The best way to test the data access layer

Last modified:

Imagine having a tool that can automatically detect JPA and Hibernate performance issues. Wouldn’t that be just awesome?

Well, Hypersistence Optimizer is that tool! And it works with Spring Boot, Spring Framework, Jakarta EE, Java EE, Quarkus, or Play Framework.

So, enjoy spending your time on the things you love rather than fixing performance issues in your production system on a Saturday night!

Introduction

In this article, we are going to see what is the best way to test the data access layer when using a relational database system.

First, we will talk about the pros and cons of unit testing. While unit testing is fine for validating independent logic units, when it comes to testing the data access layer, integration testing is more useful.

Next, we will discuss about the difference between integration testing and system integration testing and see the benefits of using a data platform like Aiven. With Aiven, not only can we replicate the actual behavior of our data access layer in a production-like environment, but we can also simplify our architecture since we would be using the same database platform for both system integration testing and the production system.

Unit Testing

Unit testing is the process of testing an individual functionality.

For instance, let’s assume we have the following String join method:

public static String join(
        CharSequence delimiter, 
        CharSequence... elements) {
    StringBuilder builder = new StringBuilder();
⠀
    boolean first = true;
⠀
    for (CharSequence element : elements) {
        if(first) {
            first = false;
        } else {
            builder.append(delimiter);
        }
        builder.append(element);
    }
⠀
    return builder.toString();
}

The join method is from the StringUtils utility provided by the Hypersistence Utils project, which allows us to join several String objects.

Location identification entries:
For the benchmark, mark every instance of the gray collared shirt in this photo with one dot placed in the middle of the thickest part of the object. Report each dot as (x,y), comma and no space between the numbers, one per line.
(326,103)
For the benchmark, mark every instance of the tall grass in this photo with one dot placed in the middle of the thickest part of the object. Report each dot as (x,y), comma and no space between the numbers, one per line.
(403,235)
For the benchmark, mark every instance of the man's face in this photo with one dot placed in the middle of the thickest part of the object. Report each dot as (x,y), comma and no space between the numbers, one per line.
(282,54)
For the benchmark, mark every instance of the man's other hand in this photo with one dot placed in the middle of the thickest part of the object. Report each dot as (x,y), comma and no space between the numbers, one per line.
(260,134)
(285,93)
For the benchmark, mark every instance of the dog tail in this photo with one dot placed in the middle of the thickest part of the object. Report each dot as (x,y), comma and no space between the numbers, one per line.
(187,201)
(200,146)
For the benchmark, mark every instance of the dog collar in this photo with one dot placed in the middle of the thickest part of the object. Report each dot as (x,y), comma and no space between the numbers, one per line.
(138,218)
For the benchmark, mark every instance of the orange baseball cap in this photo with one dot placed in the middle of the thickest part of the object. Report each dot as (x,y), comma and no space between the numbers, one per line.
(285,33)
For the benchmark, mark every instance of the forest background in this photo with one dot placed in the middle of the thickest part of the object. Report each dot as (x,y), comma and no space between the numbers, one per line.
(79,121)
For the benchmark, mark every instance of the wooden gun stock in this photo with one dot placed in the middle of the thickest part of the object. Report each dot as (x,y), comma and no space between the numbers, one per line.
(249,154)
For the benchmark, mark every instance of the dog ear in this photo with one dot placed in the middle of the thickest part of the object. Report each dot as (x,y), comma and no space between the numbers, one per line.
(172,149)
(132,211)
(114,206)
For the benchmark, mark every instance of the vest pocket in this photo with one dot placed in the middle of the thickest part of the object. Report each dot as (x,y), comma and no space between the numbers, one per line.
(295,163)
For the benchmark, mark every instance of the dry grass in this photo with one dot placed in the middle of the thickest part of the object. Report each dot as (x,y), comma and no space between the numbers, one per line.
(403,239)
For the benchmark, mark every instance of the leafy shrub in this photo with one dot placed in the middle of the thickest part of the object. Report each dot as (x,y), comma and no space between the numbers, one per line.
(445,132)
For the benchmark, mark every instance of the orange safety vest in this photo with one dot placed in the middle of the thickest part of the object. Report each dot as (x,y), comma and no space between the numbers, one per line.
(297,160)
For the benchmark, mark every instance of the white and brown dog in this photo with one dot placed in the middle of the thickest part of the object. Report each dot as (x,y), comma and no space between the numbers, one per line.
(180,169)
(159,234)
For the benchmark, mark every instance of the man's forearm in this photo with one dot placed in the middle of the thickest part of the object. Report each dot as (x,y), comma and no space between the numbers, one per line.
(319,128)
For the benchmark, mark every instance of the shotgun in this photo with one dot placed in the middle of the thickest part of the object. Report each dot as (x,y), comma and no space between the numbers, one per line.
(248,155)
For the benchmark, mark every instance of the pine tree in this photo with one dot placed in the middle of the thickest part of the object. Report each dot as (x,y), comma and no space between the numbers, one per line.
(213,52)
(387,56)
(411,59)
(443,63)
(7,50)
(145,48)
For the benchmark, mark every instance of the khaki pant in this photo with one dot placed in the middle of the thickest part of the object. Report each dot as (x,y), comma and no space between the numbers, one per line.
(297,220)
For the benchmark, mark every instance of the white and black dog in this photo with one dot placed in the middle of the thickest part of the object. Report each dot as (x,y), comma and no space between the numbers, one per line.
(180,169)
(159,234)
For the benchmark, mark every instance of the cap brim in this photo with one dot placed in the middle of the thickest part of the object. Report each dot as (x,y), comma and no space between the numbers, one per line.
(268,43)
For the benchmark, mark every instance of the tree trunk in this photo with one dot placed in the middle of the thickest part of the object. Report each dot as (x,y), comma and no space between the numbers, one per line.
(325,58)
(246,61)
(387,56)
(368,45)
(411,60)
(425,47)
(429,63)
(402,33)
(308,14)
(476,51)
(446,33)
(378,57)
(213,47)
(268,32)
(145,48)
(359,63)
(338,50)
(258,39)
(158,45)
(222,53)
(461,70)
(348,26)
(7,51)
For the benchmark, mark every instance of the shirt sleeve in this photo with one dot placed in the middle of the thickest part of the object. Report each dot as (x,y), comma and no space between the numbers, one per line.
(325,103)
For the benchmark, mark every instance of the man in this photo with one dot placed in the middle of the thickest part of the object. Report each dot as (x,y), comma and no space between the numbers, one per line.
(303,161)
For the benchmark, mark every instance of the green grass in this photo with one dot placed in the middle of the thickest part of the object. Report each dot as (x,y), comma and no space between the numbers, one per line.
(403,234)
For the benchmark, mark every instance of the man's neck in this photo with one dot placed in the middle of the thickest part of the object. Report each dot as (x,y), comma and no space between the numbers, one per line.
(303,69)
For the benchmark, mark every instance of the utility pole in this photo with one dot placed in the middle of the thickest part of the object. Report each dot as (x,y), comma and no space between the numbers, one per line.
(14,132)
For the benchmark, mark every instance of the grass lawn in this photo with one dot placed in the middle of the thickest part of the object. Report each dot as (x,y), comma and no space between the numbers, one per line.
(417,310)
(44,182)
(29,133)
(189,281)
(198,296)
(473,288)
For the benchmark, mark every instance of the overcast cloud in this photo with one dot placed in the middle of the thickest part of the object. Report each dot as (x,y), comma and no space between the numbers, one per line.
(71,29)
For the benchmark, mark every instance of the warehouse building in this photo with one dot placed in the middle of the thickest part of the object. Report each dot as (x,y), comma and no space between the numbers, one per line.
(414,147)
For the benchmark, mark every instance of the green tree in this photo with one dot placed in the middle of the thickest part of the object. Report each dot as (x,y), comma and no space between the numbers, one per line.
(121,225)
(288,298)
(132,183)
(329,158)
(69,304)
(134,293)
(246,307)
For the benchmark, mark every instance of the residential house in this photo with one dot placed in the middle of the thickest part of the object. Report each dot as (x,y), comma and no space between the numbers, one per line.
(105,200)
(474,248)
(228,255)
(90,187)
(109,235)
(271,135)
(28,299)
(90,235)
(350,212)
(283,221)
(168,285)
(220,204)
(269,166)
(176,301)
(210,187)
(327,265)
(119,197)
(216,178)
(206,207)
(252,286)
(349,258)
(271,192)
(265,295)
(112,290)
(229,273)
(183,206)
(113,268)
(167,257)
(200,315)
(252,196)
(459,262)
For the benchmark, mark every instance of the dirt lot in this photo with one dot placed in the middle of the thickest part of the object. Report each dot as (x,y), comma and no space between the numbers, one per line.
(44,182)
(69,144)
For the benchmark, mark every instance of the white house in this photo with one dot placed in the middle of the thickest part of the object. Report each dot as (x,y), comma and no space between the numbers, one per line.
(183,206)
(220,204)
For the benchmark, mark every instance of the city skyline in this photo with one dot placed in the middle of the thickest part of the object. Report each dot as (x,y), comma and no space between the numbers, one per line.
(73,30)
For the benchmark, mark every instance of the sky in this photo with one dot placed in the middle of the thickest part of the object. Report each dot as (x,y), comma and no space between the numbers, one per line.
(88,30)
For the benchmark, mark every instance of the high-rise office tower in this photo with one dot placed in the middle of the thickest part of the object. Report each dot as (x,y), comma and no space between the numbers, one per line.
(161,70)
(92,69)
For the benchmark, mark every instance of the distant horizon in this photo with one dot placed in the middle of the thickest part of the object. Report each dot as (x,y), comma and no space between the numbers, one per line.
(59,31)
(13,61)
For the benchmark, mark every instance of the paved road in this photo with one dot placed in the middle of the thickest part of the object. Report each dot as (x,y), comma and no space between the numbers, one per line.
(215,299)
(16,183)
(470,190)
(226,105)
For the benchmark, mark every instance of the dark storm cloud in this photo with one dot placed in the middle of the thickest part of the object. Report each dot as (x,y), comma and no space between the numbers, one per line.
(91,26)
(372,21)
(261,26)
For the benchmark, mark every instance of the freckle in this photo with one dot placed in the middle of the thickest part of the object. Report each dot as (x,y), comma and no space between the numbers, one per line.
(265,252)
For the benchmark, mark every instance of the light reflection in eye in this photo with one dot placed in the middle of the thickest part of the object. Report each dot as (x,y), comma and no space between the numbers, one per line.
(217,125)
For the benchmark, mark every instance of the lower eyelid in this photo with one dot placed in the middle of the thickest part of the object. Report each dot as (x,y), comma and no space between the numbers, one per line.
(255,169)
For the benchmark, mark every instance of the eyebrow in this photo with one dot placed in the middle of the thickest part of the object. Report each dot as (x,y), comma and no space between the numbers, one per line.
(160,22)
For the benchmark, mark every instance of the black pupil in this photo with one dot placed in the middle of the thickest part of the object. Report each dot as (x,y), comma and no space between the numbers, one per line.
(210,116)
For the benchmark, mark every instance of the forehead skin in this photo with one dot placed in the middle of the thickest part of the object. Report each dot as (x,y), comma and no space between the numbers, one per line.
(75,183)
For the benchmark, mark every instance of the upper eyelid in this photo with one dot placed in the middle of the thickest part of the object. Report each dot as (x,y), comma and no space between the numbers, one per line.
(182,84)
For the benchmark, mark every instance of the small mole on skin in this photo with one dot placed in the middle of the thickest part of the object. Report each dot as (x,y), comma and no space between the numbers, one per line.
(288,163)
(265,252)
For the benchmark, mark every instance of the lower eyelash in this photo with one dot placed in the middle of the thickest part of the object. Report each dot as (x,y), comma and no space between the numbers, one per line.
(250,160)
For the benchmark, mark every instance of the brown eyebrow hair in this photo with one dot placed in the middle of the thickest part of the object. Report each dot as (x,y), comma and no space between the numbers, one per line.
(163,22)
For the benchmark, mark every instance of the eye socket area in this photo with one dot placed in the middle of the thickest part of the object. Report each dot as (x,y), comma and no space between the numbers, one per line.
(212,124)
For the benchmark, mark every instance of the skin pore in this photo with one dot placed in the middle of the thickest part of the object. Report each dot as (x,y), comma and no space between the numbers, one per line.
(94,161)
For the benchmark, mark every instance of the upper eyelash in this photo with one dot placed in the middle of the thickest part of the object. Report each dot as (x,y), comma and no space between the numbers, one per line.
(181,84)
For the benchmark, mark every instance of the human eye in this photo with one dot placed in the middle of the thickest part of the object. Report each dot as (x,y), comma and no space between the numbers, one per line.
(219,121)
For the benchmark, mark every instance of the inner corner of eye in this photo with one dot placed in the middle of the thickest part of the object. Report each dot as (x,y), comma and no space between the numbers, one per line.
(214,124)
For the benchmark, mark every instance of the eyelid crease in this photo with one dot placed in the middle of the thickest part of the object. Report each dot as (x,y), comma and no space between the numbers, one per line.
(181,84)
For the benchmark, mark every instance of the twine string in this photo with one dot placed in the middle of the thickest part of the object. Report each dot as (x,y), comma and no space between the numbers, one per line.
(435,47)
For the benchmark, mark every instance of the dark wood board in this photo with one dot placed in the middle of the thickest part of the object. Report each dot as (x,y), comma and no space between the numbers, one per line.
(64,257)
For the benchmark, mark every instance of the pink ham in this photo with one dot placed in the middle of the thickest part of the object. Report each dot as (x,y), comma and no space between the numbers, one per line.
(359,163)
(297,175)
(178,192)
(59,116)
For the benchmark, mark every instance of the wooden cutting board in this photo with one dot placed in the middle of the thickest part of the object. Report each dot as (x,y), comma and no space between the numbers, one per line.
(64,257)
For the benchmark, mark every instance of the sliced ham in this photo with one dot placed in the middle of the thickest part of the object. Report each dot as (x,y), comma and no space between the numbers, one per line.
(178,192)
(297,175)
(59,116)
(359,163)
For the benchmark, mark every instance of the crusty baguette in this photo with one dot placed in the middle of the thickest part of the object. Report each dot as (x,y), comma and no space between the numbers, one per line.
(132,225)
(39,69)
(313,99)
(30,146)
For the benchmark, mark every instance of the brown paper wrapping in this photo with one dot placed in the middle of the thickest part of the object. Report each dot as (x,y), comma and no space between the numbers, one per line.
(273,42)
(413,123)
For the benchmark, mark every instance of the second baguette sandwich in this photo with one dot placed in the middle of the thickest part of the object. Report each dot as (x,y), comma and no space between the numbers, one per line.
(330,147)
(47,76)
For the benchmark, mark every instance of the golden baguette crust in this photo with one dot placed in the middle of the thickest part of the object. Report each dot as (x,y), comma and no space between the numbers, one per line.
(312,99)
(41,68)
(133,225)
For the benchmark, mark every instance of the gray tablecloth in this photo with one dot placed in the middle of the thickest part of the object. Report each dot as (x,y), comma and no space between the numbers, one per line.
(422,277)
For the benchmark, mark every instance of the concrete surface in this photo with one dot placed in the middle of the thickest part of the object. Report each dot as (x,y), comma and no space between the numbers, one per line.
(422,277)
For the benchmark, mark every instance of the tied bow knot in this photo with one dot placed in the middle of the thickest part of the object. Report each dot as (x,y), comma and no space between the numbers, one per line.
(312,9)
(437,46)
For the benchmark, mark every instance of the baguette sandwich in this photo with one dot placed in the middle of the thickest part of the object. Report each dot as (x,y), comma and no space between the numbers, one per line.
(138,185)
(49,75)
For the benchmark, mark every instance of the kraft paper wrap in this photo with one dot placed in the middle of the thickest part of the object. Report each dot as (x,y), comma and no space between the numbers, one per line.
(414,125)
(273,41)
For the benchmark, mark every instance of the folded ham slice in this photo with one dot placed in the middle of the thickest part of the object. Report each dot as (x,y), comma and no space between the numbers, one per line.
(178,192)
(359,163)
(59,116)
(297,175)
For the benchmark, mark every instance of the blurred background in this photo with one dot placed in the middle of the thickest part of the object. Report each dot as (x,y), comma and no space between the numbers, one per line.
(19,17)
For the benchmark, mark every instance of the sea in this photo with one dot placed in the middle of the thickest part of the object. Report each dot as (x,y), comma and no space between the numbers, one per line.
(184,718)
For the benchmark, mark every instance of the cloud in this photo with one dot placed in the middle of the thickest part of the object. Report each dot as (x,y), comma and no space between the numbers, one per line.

_Jobs:_
1. Transcribe the article on testing the data access layer, from "Well, Hypersistence Optimizer" up to and including "relational database system.".
2. Pull out every line of the listing that contains the word "gray".

_Responses for each task:_
1.
Well, Hypersistence Optimizer is that tool! And it works with Spring Boot, Spring Framework, Jakarta EE, Java EE, Quarkus, or Play Framework.

So, enjoy spending your time on the things you love rather than fixing performance issues in your production system on a Saturday night!

Introduction

In this article, we are going to see what is the best way to test the data access layer when using a relational database system.

2.
For the benchmark, mark every instance of the gray collared shirt in this photo with one dot placed in the middle of the thickest part of the object. Report each dot as (x,y), comma and no space between the numbers, one per line.
For the benchmark, mark every instance of the gray tablecloth in this photo with one dot placed in the middle of the thickest part of the object. Report each dot as (x,y), comma and no space between the numbers, one per line.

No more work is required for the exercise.